- **EXERCISE TASK 1**: Rewrite the listing from its first line up to and including the line with "[[[213,145],[205,149],[206,223],[213,222]]]", keeping every request line and multiplying each coordinate in the answers by 1.85, rounded to the nearest whole number with halves going up. Give only those lines.

- **SOURCE PASSAGE**:
Dear Mr. Mayor
May 23, 2010
Dear Mayor Bill Knight:
Thank you for your service to Greensboro. In my church and my home, we pray for our public servants like you and the Greensboro City Council. I know serving as mayor of a city as large and complex as Greensboro is no easy task, and is often thankless.
I am writing to express my disagreement over your decision to add prayer to city council meetings. I am a Christian minister, and I pray like I breathe. Yet I believe that this decision is divisive, exclusive, unnecessary, diminishing of prayer itself, and finally un-American. While I doubt my reasons will change your mind, I trust you will listen to one citizen’s point of view.
I consider this decision divisive because it will likely be soon challenged in court. As you know, Forsyth County is currently being sued by its citizens for including public prayer in the county commissioners meeting. In the Forsyth County case, the residents have prevailed against the commissioners twice (largely because Jesus Christ was mentioned by name in a majority of the invocations). Given the current economic shortfall the city of Greensboro is experiencing, I doubt there is a surplus of money available to defend your decision in court. According to the News and Record, city council members have not debated the plan to add an invocation to their meeting, although you informed them of your decision. Councilman Robbie Perkins said the innovation is a move in the wrong direction. “Why do we want to do this?” he said. “Are we returning to the 1950?” So your decision is divisive in at least two aspects: it’s likely to produce legal challenges and the unilateral nature of your decision has council members questioning its wisdom.
Secondly, it is clear to me that establishing prayer at the beginning of the city council’s meeting will exclude some citizens of Greensboro. You say in your interview with the paper that “We all believe in something.” Nothing could be further from the truth. Many good citizens of our city are either atheistic or agnostic, and they should not be excluded from the very first minute of every city council meeting. I’m sure you know good people who believe neither in deity, god, goddess, or gods. Many atheists and agnostics are excellent people of conscience and good citizens (probably in the same proportion as people of faith). Some of them are leaders in our city and they should not be excluded in this manner.
From my perspective, God gives people the freedom to believe or not to believe, to pray or not to pray. Our mayor should do the same. This was the genius of a moment of silence: people who wanted to pray could pray; people who wanted to just take a few deep breaths could do that. By replacing the practice of a moment of silence (a successful practice for 20 years in our city) with a time of prayer, you have succeeded in violating the convictions of some good and thoughtful citizens of our fair city.

- **EXERCISE TASK 2**: Copy the passage of the letter to the mayor from "Dear Mr. Mayor" up to and including "is often thankless.".

- **SOURCE MATERIAL**:

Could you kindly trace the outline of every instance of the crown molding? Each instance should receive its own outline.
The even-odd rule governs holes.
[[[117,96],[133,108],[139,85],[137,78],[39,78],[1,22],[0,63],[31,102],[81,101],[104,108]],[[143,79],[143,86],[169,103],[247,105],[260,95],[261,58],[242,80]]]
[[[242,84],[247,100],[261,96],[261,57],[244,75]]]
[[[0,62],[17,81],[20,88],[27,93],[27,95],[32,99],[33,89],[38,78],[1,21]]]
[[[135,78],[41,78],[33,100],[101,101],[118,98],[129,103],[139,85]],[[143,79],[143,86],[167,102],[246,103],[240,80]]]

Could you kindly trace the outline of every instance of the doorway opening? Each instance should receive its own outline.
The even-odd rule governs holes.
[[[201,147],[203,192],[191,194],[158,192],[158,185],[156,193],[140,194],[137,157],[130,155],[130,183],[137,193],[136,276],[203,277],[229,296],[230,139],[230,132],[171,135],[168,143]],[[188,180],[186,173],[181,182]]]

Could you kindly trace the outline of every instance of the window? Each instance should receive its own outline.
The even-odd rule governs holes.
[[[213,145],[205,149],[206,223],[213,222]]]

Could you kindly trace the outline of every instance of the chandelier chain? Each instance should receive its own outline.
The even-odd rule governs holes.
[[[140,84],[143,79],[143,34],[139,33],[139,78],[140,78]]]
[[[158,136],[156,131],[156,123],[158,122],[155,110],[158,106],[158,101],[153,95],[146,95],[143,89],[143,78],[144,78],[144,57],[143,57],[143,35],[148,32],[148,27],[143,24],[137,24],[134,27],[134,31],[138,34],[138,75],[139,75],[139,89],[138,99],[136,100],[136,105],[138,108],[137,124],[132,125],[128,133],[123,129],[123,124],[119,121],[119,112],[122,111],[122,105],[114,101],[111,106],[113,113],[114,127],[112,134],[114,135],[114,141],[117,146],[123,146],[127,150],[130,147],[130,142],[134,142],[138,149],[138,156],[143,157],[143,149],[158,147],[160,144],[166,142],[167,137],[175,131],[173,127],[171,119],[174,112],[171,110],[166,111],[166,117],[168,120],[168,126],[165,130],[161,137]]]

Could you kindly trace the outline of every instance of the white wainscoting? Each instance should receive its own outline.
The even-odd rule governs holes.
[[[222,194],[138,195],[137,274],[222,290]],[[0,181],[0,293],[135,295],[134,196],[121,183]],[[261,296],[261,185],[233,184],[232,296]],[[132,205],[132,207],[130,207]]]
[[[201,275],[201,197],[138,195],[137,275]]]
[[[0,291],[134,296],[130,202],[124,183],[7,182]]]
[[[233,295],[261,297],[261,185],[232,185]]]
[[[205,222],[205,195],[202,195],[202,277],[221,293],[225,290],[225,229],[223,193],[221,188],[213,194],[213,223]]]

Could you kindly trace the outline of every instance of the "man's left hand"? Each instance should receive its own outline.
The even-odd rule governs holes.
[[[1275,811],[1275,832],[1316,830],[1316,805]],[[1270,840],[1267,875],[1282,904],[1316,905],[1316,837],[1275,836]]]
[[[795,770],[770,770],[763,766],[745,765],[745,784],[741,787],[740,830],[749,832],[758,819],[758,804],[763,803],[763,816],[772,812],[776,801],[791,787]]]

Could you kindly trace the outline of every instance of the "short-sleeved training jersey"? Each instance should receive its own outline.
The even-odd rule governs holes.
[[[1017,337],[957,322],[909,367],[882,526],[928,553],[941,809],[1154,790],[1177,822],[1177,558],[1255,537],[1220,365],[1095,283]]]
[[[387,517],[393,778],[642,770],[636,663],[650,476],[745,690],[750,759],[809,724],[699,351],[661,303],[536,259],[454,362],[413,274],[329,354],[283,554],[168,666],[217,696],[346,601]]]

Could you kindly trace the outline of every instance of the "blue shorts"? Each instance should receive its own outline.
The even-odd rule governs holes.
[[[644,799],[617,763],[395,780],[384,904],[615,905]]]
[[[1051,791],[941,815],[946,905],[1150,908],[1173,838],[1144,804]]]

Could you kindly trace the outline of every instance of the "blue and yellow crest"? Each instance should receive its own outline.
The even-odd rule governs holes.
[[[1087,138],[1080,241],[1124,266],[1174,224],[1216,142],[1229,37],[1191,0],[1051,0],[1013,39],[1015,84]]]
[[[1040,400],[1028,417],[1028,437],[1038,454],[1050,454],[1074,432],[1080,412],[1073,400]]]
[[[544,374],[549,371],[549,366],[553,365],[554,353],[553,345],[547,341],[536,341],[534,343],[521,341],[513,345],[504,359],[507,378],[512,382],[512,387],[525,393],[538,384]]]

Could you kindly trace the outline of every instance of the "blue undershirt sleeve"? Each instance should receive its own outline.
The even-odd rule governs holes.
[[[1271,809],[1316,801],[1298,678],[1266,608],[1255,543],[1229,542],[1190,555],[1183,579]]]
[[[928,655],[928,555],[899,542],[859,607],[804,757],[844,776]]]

- **TASK OUTPUT 1**:
Could you kindly trace the outline of every instance of the crown molding? Each instance should receive its own outline.
The even-odd rule governs holes.
[[[216,178],[246,200],[257,157],[253,144],[72,144],[2,41],[0,117],[57,189],[150,187],[192,200]],[[265,146],[265,159],[313,191],[457,194],[481,176],[483,107],[448,148]]]
[[[448,155],[457,185],[483,178],[483,105],[451,139]]]
[[[0,115],[31,150],[37,163],[50,172],[50,176],[59,183],[61,165],[70,144],[2,39]]]
[[[250,144],[76,144],[61,185],[187,187],[218,181],[239,191],[257,157]],[[265,146],[265,159],[309,189],[455,191],[444,148]]]

Could you kindly trace the outline of every instance of the doorway opening? Each instance should receive its own outline.
The even-odd rule governs holes.
[[[372,272],[376,355],[353,359],[292,355],[292,342],[289,357],[259,359],[253,290],[241,287],[241,339],[253,357],[252,511],[376,512],[424,548],[426,257],[426,244],[316,250],[311,265]],[[348,333],[344,320],[335,337]]]

Could you kindly trace the outline of every instance of the window? Each instance should receive its own outline.
The even-odd rule governs holes.
[[[394,268],[379,276],[381,413],[394,411]]]

- **TASK OUTPUT 2**:
Dear Mr. Mayor
May 23, 2010
Dear Mayor Bill Knight:
Thank you for your service to Greensboro. In my church and my home, we pray for our public servants like you and the Greensboro City Council. I know serving as mayor of a city as large and complex as Greensboro is no easy task, and is often thankless.